> _Instructions to follow_
Convert the rows into a two-column CSV with the header "input" and "target", one line per row, putting its text in "input" and its answer in "target". Wrap each field in double quotes and replace any line breaks with spaces.

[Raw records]
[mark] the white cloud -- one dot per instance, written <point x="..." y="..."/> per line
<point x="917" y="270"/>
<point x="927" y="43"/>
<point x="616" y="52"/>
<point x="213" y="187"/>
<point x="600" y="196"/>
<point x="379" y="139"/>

> _Worked solution_
input,target
"[mark] the white cloud -- one dot per instance, written <point x=""..."" y=""...""/> per line","<point x=""917"" y=""270""/> <point x=""927"" y=""43""/> <point x=""616"" y=""52""/> <point x=""213"" y=""187""/> <point x=""600"" y=""196""/> <point x=""379"" y=""139""/>"